**Work to be completed**
One range is to be output from the listing below, exactly as written: the line with "Query: rolled-up shirt sleeve" to the line with "Query: white church wall", both kept.

**Supplied material**
========================================
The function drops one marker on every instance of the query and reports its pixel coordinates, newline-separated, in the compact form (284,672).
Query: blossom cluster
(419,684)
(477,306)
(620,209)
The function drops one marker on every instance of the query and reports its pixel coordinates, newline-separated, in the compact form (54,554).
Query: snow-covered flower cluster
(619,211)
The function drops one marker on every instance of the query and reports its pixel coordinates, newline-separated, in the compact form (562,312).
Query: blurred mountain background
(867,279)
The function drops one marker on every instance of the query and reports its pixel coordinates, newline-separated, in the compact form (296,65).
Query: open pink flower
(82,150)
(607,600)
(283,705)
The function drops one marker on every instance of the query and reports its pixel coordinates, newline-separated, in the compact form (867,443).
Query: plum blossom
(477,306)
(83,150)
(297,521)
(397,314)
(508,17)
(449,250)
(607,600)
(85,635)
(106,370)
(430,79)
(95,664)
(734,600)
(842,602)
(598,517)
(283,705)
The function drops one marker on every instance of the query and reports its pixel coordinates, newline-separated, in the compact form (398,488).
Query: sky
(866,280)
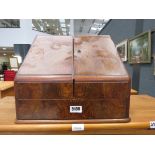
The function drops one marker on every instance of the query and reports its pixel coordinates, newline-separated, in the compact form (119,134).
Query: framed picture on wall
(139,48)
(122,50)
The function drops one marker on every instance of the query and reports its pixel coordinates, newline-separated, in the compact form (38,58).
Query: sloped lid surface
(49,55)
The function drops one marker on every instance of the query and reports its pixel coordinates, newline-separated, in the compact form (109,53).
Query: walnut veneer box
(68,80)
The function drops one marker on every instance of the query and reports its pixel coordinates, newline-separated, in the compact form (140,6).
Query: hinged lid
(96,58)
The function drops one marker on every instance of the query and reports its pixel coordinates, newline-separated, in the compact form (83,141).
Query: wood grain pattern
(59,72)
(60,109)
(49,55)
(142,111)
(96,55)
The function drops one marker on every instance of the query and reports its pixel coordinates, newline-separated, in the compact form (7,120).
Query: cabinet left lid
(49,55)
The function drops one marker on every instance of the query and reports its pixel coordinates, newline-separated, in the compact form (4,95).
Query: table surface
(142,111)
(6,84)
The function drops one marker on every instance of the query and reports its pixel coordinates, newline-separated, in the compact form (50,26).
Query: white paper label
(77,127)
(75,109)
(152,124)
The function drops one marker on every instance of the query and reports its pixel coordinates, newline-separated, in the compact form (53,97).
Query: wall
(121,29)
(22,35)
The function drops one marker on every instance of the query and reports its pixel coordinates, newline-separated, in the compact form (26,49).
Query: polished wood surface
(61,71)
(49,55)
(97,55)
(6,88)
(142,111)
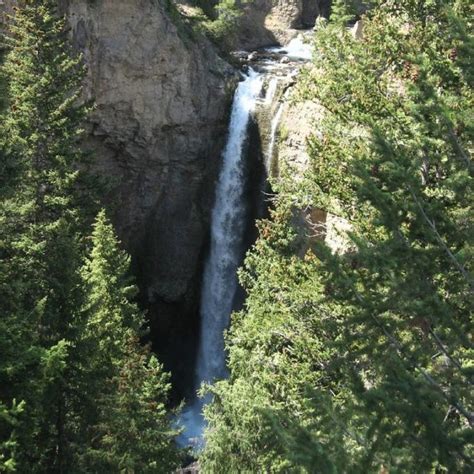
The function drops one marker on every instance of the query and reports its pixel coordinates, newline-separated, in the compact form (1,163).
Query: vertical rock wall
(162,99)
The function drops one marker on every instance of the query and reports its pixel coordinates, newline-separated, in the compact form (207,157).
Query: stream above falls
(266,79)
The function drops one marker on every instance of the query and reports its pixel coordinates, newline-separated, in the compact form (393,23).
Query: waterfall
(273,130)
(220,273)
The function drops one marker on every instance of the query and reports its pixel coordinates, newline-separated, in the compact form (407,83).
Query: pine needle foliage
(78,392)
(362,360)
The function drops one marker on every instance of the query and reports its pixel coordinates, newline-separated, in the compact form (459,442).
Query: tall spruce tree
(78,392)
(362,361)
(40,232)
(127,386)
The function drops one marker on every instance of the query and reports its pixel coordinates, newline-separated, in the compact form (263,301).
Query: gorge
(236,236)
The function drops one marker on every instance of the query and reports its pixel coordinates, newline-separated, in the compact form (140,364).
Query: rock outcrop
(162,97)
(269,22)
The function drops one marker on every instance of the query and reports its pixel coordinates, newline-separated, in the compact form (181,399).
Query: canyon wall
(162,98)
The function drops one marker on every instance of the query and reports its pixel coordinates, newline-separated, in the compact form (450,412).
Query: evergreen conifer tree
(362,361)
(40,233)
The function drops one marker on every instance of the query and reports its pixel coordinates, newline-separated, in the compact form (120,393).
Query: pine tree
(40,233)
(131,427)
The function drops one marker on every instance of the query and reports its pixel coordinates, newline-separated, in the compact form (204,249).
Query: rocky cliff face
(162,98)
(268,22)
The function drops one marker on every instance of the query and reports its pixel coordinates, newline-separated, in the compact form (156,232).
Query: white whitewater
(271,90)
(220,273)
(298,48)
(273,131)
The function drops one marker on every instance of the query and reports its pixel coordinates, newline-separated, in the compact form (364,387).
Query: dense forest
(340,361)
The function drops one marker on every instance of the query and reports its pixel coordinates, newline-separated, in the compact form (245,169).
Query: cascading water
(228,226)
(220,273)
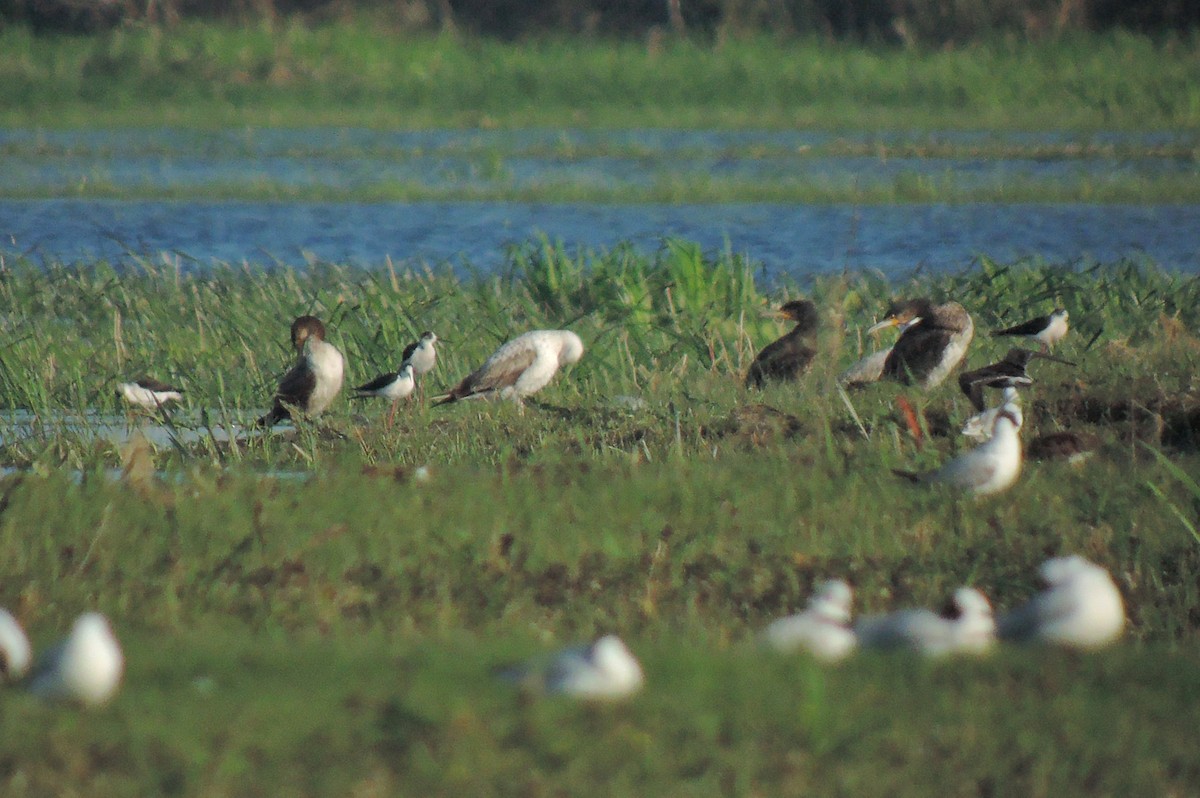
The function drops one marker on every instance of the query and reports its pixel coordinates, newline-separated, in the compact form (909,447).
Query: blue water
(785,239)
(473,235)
========================================
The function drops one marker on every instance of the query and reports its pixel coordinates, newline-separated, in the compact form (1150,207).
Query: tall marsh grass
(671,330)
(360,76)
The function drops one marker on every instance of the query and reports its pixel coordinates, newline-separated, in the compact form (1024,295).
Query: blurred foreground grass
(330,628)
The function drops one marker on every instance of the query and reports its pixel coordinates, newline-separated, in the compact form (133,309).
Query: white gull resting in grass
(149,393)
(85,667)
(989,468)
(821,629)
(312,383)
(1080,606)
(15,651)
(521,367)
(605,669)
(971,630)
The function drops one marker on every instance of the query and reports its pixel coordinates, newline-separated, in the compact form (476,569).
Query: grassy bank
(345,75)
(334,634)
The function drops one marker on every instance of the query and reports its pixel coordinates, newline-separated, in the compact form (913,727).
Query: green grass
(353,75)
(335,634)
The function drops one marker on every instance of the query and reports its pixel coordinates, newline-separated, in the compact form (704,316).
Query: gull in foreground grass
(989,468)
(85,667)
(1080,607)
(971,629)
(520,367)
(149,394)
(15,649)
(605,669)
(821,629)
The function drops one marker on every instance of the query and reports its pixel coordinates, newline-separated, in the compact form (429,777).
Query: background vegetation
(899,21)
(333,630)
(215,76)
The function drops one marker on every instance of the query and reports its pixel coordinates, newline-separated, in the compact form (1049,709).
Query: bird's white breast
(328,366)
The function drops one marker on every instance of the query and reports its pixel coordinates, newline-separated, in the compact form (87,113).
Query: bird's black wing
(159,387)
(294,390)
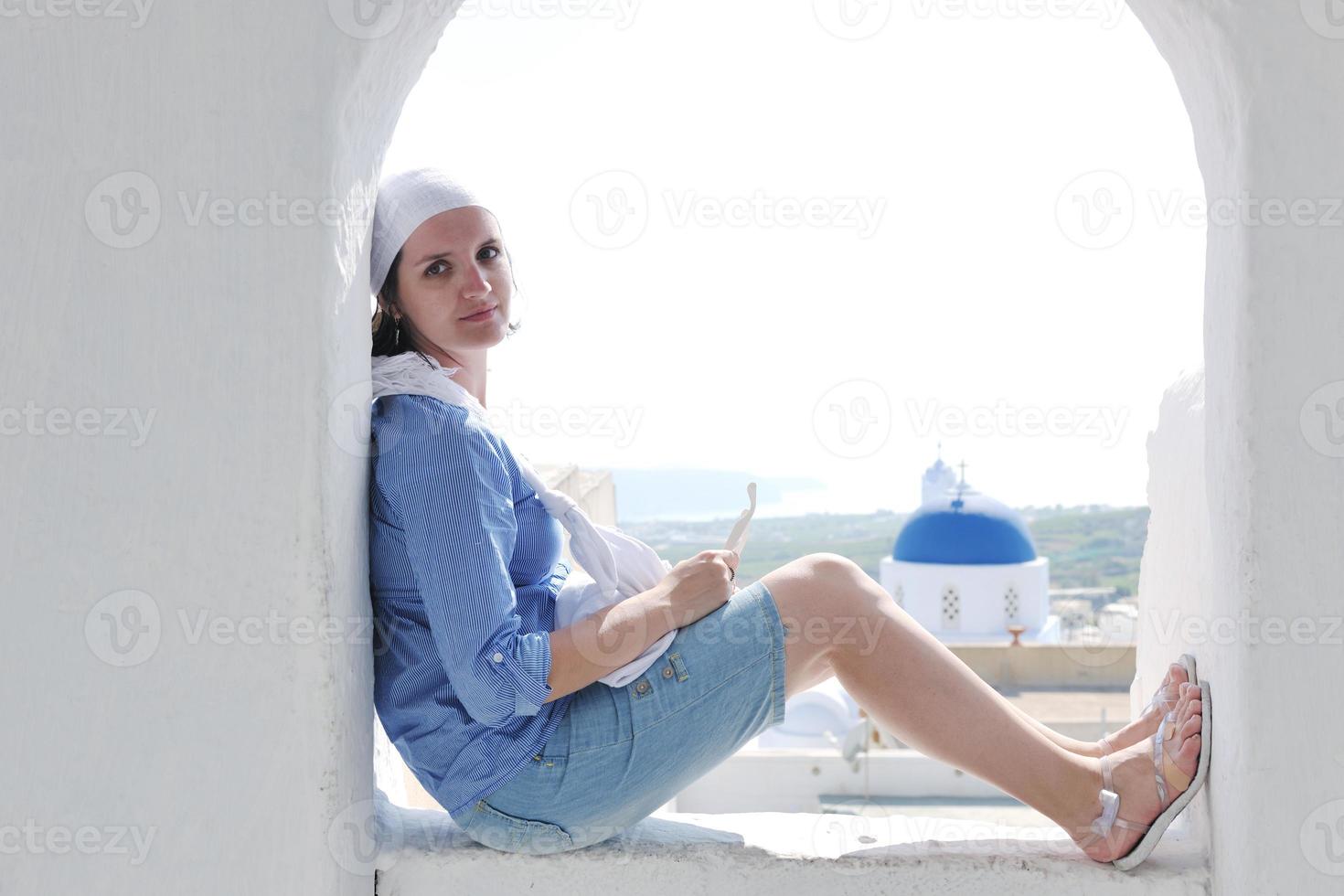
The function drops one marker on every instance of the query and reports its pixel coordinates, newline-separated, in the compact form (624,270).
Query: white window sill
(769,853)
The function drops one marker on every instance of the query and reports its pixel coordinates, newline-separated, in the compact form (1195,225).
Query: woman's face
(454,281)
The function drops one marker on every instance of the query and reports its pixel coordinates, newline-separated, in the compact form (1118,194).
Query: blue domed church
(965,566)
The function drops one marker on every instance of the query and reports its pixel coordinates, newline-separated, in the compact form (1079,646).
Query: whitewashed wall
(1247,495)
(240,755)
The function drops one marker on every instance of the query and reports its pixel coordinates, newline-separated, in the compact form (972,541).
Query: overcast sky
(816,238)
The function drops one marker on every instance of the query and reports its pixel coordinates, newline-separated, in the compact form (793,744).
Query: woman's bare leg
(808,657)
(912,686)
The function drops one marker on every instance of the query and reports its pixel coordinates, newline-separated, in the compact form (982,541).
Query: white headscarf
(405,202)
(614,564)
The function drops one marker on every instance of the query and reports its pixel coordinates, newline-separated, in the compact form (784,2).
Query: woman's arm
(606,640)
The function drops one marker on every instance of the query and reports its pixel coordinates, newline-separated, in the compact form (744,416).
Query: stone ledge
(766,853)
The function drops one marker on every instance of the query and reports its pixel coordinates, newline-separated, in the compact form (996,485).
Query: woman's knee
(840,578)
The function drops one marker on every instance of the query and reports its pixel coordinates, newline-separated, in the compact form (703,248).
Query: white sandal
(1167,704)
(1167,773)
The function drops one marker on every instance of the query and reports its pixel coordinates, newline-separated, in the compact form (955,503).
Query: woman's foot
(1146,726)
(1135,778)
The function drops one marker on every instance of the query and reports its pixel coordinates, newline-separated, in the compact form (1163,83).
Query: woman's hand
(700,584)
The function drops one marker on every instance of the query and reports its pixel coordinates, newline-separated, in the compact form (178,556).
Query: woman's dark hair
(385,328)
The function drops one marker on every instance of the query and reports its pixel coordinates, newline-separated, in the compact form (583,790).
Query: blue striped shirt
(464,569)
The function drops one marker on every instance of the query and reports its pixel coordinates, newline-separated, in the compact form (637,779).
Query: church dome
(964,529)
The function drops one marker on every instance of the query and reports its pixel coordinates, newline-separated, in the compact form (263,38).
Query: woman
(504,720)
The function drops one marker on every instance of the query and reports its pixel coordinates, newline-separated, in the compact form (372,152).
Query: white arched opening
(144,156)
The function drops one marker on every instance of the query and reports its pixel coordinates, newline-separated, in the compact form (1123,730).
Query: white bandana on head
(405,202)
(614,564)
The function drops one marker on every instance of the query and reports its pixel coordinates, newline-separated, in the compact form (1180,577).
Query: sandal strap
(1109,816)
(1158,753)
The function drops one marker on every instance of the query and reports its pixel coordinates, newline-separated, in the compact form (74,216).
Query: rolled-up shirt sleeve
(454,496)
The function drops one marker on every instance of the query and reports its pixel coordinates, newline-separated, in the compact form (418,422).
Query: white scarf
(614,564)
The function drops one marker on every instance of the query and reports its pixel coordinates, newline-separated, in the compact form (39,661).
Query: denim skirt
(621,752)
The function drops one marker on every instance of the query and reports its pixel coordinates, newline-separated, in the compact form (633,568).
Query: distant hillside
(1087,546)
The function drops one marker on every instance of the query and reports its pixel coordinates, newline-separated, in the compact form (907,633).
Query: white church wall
========================================
**Solution to this task**
Query: rolled-up shirt sleeve
(454,496)
The function drops one marker on every instance of the query and reports its pixel coordinates, newline-separated, in the compact form (418,422).
Query: white scarf
(614,564)
The function drops one marker on every instance of the query and reports its pixel coordinates, newline-separated, in the compact form (39,661).
Query: denim skirt
(621,752)
The function drops one marker on every instance of the query and reports its pixel coordinates, newline-separated, in the compact form (633,568).
Query: distant hillside
(1087,546)
The function drops one marker on every instance of the query and reports its pixel coordinates, newline-separated, in the compact form (907,633).
Query: white church wall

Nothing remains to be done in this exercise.